- Work order
Please show every line in the entries below that includes the word "each".

(The input)

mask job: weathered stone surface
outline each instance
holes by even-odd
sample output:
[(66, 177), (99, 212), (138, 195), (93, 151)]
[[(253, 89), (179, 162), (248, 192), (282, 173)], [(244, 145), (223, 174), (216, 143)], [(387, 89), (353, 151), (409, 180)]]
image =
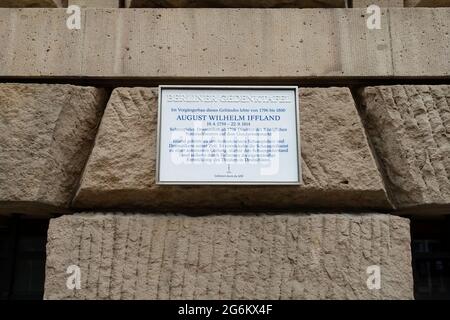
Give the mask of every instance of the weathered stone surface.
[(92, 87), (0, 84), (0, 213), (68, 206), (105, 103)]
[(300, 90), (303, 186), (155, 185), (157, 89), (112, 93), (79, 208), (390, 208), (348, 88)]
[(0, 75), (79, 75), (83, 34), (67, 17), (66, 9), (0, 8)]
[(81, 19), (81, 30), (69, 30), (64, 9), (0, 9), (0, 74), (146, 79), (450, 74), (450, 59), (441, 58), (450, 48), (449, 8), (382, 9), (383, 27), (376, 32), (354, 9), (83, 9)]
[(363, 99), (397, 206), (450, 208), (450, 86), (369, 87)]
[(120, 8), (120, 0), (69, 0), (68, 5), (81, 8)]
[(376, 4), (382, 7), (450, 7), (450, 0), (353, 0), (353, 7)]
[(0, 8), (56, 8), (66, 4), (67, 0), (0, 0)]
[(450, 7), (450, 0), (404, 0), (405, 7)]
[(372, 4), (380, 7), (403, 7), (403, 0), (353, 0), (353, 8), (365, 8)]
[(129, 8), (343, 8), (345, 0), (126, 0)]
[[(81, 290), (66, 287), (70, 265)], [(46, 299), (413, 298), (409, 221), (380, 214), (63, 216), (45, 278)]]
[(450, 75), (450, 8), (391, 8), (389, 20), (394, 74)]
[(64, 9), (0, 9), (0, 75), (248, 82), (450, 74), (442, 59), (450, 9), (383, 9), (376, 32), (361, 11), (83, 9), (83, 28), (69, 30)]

(End The input)
(The input)

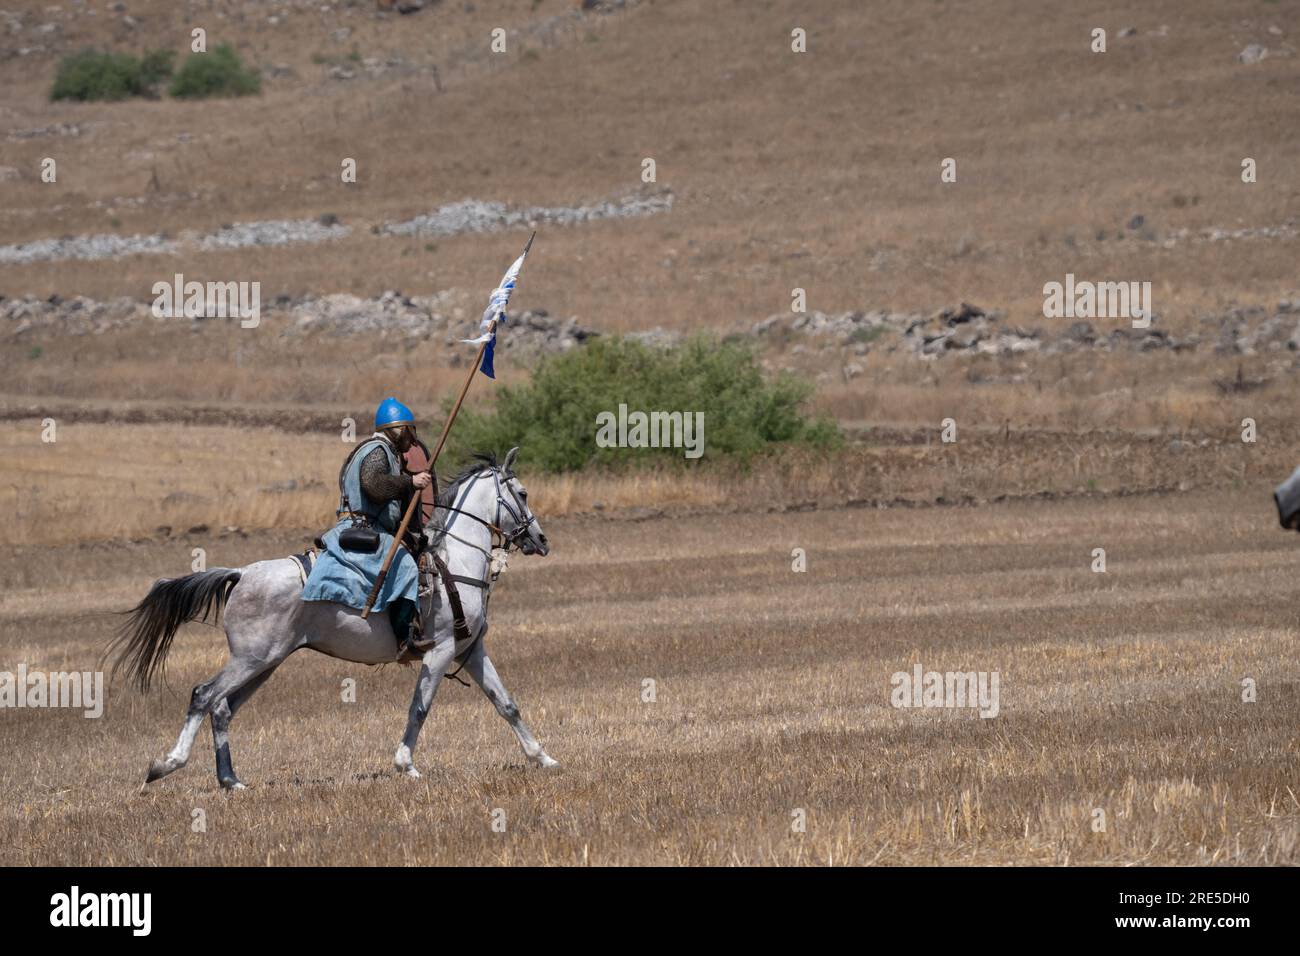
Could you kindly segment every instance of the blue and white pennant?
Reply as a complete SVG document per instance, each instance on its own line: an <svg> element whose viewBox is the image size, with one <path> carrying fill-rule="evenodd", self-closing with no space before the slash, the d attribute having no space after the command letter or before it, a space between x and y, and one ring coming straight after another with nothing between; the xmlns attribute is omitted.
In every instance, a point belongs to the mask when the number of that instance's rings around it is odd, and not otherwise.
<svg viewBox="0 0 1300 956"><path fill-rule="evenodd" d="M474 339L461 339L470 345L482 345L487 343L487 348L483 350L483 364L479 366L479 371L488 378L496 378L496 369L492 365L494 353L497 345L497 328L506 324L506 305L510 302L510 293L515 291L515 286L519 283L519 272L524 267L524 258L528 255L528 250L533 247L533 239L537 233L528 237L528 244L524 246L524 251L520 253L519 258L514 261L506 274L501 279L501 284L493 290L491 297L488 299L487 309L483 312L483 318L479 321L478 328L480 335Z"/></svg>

(End The input)

- Result below
outline each instance
Reply as a complete SVG document per instance, each instance on its own line: an <svg> element whose viewBox is the image size, with one <path> carrying fill-rule="evenodd", self-closing with no space before the slash, the d attribute having no space after the command letter or before it, a space between x and y, and one ring coming straight after another with nothing between; the xmlns attribute is omitted.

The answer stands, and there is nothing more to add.